▸ **Task requirements**
Copy out the lines below from the one with "the long dark" up to and including the one with "of the seated", swapping "single pin" for "single marker" and changing nothing else.

▸ **Data supplied**
···
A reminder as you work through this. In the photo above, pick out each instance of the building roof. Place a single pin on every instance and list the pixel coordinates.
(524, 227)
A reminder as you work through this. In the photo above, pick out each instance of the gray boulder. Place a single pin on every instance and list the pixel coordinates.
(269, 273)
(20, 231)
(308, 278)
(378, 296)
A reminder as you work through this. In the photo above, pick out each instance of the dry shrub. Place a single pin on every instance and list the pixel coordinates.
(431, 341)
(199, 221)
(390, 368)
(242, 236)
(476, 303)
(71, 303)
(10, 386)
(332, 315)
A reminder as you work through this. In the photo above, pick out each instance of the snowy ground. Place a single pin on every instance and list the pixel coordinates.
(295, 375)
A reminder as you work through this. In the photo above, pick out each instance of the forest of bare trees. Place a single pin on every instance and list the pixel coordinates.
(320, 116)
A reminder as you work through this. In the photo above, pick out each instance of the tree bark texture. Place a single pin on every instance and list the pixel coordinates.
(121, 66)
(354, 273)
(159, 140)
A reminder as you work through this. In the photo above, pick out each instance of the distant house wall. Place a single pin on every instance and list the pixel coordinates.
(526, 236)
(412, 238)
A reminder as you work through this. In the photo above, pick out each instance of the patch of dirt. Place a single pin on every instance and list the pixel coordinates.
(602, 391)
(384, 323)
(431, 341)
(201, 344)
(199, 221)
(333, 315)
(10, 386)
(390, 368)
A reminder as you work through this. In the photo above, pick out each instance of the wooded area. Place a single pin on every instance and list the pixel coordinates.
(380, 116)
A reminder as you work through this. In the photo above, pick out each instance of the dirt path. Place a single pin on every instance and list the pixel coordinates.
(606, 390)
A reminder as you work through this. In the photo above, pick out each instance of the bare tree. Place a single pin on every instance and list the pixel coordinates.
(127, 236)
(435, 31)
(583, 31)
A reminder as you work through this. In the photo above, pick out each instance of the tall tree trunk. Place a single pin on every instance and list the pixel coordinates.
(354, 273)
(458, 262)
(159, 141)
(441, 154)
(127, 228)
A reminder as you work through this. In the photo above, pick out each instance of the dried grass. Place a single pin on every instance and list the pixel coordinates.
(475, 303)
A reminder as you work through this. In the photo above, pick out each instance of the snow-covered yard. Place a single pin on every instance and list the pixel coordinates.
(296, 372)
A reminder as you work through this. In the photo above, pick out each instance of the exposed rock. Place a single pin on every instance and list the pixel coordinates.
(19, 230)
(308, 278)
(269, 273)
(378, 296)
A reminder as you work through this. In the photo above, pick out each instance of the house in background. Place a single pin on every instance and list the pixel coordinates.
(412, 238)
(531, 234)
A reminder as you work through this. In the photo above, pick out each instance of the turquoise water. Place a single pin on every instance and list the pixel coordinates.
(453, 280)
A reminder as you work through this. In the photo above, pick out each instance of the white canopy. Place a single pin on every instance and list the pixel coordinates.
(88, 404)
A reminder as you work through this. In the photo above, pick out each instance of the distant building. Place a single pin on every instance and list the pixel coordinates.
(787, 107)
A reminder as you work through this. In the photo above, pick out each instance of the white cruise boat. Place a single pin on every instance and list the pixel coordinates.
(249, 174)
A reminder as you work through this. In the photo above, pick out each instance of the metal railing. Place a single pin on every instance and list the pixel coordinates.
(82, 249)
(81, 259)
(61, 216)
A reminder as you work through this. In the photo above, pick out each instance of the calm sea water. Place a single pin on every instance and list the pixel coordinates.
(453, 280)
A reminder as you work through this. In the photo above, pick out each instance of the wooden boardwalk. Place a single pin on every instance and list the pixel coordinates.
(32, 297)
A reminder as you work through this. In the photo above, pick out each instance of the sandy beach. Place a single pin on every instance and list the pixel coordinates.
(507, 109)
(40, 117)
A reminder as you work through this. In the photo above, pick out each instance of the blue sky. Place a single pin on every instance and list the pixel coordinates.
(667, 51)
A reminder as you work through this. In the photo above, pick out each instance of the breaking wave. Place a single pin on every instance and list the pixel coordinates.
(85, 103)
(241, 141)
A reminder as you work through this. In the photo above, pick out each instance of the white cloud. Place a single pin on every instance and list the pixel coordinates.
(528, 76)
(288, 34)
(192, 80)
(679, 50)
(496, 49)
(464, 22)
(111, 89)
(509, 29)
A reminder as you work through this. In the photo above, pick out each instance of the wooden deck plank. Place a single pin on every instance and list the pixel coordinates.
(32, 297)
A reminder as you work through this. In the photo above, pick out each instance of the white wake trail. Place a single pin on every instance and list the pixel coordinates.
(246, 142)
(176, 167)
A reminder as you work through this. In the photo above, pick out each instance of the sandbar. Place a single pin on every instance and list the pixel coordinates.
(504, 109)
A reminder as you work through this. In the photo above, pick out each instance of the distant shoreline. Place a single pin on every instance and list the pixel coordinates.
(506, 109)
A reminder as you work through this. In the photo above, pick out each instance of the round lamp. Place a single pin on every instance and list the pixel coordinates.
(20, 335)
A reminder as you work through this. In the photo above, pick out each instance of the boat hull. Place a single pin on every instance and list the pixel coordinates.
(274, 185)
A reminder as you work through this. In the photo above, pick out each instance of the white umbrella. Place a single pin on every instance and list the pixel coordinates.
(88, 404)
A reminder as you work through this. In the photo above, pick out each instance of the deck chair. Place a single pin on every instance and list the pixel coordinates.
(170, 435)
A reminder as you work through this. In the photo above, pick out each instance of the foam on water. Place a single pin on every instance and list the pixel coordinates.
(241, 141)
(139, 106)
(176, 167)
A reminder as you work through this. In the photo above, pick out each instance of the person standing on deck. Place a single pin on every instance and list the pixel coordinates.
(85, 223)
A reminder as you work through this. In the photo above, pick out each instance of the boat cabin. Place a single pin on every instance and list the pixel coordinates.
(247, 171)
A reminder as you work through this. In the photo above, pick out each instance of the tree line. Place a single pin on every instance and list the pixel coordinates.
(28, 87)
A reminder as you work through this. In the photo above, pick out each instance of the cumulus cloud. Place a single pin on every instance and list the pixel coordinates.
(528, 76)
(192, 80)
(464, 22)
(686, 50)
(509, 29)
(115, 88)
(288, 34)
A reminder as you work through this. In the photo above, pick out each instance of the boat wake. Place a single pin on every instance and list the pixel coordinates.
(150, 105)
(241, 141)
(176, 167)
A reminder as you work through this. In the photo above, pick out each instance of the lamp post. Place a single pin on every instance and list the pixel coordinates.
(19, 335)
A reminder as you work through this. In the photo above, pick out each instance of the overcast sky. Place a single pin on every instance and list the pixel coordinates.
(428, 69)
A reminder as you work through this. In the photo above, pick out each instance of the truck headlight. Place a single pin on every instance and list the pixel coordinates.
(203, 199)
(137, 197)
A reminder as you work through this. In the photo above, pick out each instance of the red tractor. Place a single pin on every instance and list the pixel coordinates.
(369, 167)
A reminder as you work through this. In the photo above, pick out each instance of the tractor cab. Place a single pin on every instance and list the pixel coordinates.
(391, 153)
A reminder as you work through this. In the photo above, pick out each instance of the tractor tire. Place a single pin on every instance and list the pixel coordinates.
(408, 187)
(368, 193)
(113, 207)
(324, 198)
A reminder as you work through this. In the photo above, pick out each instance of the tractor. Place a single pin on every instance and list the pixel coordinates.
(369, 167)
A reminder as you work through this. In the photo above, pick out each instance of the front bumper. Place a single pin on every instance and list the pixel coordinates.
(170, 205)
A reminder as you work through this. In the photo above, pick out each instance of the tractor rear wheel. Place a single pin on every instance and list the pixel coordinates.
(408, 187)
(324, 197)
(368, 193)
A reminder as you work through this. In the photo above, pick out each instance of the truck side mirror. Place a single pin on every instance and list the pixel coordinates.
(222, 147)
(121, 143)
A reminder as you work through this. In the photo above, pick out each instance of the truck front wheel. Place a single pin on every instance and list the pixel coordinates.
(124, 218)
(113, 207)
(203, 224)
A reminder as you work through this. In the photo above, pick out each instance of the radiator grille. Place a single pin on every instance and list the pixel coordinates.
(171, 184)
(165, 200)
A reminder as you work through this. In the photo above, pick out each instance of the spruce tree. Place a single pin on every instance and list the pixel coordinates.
···
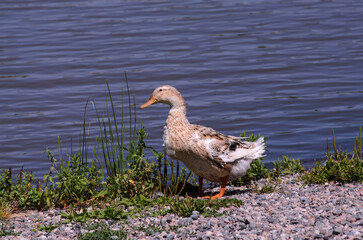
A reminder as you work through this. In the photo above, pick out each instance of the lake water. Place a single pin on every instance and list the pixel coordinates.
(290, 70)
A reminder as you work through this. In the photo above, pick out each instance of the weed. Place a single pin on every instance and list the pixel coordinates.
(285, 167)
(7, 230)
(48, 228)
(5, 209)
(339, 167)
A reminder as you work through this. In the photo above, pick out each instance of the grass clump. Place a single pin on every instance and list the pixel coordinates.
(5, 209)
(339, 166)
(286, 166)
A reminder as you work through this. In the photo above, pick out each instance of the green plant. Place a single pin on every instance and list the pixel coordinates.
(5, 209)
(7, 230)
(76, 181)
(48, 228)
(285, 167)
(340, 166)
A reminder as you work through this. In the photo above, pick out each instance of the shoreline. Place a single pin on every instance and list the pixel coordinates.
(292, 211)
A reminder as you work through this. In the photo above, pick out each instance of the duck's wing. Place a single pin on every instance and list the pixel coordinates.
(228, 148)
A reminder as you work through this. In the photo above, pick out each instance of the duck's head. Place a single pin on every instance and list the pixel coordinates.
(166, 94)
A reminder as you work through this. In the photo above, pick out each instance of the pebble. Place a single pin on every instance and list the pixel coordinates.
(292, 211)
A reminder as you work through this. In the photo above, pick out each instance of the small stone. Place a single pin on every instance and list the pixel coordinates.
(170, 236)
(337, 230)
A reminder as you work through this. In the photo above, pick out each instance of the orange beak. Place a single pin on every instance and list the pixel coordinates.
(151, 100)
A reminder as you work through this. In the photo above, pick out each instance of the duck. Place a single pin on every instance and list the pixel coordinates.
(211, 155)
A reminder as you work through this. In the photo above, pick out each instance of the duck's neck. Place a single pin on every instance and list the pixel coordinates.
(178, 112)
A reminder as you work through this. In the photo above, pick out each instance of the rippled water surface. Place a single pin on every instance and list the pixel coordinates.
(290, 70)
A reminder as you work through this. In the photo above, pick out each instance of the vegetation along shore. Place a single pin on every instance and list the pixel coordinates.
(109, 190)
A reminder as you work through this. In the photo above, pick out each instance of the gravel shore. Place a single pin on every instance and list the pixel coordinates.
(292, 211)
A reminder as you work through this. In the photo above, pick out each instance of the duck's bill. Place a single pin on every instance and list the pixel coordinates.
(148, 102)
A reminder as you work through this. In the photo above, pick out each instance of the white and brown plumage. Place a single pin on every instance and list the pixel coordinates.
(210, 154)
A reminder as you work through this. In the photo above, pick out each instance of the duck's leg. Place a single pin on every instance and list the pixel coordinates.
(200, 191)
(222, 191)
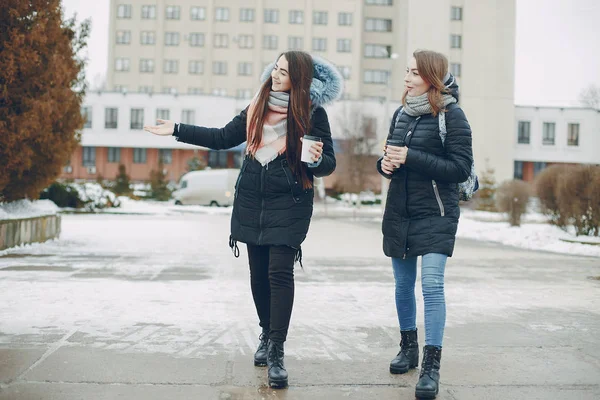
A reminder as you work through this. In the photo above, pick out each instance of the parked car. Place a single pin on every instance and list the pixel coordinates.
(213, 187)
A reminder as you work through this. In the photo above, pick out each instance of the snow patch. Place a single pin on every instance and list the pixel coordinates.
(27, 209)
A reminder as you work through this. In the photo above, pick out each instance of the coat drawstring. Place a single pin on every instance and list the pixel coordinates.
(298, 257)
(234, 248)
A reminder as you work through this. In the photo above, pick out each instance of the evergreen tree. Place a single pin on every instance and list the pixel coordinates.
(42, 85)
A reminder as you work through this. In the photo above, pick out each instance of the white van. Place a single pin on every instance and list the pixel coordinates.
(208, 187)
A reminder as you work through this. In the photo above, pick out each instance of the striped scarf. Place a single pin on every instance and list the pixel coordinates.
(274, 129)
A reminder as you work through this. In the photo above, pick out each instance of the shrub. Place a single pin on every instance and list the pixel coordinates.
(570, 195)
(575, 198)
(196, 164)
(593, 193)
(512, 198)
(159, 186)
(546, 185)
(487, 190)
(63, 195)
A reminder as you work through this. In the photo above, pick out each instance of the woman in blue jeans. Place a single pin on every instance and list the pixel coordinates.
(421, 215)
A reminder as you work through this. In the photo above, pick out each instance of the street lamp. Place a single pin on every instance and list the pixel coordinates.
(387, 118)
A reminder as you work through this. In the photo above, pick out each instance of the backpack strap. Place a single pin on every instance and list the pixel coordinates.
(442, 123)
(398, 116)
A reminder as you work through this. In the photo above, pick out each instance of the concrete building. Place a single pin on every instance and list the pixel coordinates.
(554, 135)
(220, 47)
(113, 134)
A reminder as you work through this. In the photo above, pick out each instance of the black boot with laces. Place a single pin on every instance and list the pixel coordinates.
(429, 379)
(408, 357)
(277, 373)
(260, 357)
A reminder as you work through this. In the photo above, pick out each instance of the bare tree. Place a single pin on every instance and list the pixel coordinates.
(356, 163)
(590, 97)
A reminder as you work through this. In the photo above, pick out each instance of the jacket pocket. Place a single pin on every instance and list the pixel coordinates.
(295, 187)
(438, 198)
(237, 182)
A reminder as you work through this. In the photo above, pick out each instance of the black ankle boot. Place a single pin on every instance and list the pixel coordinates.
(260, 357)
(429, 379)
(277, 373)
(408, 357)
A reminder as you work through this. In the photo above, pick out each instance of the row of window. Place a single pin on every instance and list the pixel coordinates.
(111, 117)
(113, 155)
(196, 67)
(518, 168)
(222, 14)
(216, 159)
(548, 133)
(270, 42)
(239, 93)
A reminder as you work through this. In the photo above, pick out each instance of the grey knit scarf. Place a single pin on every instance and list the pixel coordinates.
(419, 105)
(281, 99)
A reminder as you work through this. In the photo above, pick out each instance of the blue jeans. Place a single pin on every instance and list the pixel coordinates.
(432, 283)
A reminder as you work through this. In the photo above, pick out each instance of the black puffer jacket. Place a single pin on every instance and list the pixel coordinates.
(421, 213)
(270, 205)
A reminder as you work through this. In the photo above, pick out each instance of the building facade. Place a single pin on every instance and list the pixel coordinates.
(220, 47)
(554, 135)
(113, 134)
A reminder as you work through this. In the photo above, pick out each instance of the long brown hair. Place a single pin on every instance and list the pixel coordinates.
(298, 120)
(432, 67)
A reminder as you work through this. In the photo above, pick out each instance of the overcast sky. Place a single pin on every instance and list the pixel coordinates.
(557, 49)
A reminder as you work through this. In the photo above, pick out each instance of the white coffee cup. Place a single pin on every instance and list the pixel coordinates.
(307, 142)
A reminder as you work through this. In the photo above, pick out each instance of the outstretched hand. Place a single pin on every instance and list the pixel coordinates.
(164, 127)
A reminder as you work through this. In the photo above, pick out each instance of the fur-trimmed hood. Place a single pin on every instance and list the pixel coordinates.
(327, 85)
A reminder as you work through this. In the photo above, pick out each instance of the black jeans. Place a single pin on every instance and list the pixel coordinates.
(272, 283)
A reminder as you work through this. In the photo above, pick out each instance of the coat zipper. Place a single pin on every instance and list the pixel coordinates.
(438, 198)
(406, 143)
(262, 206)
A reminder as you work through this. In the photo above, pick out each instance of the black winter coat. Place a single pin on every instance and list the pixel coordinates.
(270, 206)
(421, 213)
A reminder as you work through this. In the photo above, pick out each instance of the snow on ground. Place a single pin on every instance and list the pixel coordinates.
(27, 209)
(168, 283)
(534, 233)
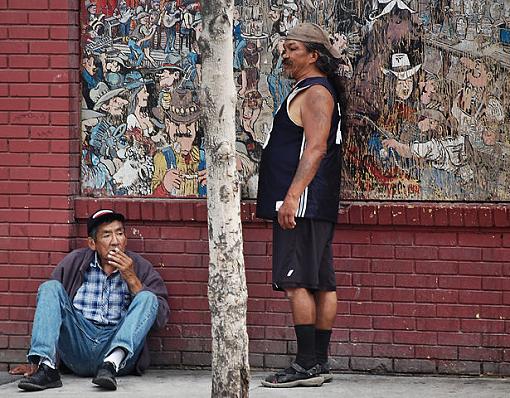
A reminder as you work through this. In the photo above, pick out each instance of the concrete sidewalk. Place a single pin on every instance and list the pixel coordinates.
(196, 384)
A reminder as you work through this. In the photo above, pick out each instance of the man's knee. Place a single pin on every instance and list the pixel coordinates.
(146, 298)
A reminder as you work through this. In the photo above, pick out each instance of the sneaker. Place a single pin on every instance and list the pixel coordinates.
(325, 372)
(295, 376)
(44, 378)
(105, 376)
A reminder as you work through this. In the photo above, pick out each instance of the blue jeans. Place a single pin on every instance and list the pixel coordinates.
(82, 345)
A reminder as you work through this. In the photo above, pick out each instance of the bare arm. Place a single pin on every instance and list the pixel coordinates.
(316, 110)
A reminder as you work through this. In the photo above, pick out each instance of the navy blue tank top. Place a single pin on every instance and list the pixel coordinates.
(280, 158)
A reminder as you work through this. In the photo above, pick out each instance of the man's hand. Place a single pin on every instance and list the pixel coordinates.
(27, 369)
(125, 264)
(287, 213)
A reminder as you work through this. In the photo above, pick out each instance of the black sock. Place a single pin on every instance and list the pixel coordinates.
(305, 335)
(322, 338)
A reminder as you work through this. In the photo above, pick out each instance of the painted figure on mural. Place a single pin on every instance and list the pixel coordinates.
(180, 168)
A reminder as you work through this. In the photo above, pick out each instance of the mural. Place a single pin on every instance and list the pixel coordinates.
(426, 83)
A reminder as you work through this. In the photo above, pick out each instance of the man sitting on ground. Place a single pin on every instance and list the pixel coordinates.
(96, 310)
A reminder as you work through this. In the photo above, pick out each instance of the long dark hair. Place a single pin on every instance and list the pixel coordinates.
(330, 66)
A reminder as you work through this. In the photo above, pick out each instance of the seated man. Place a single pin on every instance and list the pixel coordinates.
···
▸ **Response**
A reminder as you work through this. In the photo above, pick out each instance of the long dark hair. Place a single marker on every instance and list the pixel coordinates.
(330, 66)
A reminder as you work through this. In the photo above, pick out each instance of the seated man. Place a single marker on every instance and list the pixel coordinates.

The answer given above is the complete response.